Reading text:
* * * *

# Do millonaires tip?



## vip (Jul 10, 2015)

I picked up an old couple downtown. I mean they were around 70 or 80's. The man was weak and fragile and needed help to get in the car. I help put on his seat belt.
Drove the couple to their house. On the way she stated that they have a house in Puerto Vallarta and go down every winter for three months.
Get to their neighborhood and it is in one of the nicest and wealthiest neighborhood in the city. These houses are in the millions!! At the destination I get out and help the old man out of the car. I hear the old lady unzip her purse thinking she was getting out a tip.....no she was getting out her keys.
So do millionaires tip? Big fat NO!


----------



## denverxdriver (Sep 26, 2015)

vip said:


> I picked up an old couple downtown. I mean they were around 70 or 80's. The man was weak and fragile and needed help to get in the car. I help put on his seat belt.
> Drove the couple to their house. On the way she stated that they have a house in Puerto Vallarta and go down every winter for three months.
> Get to their neighborhood and it is in one of the nicest and wealthiest neighborhood in the city. These houses are in the millions!! At the destination I get out and help the old man out of the car. I hear the old lady unzip her purse thinking she was getting out a tip.....no she was getting out her keys.
> So do millionaires tip? Big fat NO!


I'm sure they tip every other service industry employee except uber drivers. Why? Because they don't have to.


----------



## nighthawk398 (Jul 21, 2015)

most think that tips are included even millionaires


----------



## DocT (Jul 16, 2015)

Millionaires don't tip. That's how they became millionaires.

I've actually had quite a few of them from affluent neighborhoods and their gated mansions. Never received a tip from any of them.


----------



## denverxdriver (Sep 26, 2015)

DocT said:


> Millionaires don't tip. That's how they became millionaires.

* * * *

Supplied material:
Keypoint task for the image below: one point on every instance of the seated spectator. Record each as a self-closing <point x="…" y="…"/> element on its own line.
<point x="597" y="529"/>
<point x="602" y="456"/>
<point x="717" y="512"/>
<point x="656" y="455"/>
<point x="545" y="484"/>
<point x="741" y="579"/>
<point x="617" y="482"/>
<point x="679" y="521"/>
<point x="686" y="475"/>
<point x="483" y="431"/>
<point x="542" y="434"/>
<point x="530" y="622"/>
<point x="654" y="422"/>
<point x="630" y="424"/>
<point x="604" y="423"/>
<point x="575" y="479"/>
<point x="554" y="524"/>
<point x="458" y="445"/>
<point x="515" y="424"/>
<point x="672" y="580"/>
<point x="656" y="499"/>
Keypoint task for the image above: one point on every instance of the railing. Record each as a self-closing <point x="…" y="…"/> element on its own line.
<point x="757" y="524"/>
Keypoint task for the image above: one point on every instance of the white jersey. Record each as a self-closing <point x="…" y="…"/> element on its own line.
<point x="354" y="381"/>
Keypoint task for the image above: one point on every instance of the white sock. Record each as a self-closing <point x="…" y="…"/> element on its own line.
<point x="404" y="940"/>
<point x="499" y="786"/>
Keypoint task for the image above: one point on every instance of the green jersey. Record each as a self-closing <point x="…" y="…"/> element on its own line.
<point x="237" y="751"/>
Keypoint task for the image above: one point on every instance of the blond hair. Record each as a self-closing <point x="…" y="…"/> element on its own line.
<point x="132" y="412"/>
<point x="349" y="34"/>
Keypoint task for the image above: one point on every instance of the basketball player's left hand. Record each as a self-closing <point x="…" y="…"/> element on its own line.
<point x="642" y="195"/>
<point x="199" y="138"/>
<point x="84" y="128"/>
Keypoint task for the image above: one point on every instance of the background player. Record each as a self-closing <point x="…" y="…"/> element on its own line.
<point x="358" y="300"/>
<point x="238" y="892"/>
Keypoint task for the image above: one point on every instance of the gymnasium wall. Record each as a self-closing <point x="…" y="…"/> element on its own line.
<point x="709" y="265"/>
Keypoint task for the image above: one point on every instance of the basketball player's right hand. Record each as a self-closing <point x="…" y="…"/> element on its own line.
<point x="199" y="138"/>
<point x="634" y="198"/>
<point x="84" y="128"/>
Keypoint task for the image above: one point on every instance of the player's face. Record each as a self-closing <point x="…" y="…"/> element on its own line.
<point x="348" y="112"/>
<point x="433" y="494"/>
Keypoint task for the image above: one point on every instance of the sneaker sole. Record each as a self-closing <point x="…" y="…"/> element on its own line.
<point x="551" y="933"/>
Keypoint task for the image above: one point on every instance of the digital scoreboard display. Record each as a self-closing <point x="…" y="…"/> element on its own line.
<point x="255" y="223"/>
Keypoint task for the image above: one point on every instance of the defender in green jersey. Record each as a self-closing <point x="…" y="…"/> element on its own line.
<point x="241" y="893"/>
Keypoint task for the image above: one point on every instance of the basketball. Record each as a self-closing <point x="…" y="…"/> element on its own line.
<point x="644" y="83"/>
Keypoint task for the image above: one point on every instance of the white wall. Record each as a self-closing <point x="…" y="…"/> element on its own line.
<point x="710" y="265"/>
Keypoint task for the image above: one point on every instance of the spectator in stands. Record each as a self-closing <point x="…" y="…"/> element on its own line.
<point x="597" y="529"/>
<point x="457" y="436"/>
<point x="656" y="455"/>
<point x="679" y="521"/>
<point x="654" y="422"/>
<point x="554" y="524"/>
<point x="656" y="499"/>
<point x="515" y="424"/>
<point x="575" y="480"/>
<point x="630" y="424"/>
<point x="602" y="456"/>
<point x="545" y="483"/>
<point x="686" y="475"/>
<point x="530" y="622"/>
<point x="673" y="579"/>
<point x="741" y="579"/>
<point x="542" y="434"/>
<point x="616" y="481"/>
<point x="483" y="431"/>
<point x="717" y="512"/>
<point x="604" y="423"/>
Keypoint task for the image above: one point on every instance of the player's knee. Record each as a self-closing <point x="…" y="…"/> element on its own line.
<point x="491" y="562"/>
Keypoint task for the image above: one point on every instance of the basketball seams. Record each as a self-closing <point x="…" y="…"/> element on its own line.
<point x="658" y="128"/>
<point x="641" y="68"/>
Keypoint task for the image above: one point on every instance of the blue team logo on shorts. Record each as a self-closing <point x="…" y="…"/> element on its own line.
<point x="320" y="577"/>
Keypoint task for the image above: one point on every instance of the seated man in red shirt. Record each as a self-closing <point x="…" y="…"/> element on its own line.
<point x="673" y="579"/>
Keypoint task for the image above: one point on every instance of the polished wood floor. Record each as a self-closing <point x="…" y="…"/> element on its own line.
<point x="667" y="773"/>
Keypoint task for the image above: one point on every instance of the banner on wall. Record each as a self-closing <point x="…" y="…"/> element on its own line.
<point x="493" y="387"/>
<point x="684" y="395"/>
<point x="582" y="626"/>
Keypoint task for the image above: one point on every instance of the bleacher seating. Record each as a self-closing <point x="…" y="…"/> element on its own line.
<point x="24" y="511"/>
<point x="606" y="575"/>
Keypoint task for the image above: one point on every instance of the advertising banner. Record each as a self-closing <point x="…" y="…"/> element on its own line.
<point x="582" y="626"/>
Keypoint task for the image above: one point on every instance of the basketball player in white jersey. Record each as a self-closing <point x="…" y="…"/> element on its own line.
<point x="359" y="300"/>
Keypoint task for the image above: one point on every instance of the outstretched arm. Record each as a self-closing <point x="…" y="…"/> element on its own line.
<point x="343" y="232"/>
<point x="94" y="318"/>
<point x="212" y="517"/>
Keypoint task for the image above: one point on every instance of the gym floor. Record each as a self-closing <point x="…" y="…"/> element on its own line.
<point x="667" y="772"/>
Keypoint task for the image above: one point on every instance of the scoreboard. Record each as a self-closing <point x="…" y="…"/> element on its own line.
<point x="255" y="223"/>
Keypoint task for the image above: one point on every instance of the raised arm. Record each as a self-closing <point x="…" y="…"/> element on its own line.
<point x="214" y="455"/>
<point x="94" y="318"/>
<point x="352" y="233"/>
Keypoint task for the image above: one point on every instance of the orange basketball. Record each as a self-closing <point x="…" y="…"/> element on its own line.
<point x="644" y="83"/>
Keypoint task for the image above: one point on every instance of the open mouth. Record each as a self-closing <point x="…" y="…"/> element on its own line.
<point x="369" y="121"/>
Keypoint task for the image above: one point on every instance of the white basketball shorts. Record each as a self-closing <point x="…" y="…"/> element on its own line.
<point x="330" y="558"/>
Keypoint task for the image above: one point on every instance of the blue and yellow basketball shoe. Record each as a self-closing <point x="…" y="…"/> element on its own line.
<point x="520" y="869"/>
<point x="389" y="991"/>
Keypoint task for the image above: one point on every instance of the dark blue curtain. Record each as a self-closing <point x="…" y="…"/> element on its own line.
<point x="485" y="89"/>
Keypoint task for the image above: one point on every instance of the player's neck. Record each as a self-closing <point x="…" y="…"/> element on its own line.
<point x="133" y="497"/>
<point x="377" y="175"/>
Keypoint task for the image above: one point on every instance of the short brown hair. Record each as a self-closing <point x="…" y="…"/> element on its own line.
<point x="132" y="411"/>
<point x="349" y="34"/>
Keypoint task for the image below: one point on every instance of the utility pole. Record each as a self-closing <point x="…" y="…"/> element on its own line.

* * * *

Written exercise A:
Count the lines in the entries that contain the string "hand", treating uppercase and lowercase as different. Reply with the number only.
Written exercise B:
Pick up the forum thread about whether millionaires tip and continue it from the point where it stops.

Task answer A:
2

Task answer B:
> 
> I've actually had quite a few of them from affluent neighborhoods and their gated mansions. Never received a tip from any of them.


Cool! I'm not tipping anyone anymore.. I'll just write.. Trying to become a millionaire-no tip


----------



## ATX 22 (Jun 17, 2015)

denverxdriver said:


> Cool! I'm not tipping anyone anymore.. I'll just write.. Trying to become a millionaire-no tip


Ain't no fun waitin' 'round to be a millionaire.


----------



## RamzFanz (Jan 31, 2015)

I have a dozen friends who are in that income level and they all tip generously. They won't pay a dime more than they have to for anything and their wealth means they get great deals on everything because they can make cash offers to desperate people, but they tip well. Most rich people are cheap and don't work for money, money works for them, it's how they got rich.

People are TOLD the tip is considered into the amount. It's wrong to blame them most of the time but your extra effort deserved extra money. Shame on them.

Funny story (at least to me):

I have a buddy who is as crazy as he is wealthy. He leases a floor of condos in Mexico every year and flies in his "crew" for a week of scuba diving and general debauchery. Once we were drunk on the streets headed for a new bar and we found a cab in a line of cabs. Driver says to hop in and then the driver says hang on and gets out and starts talking to a group of drivers.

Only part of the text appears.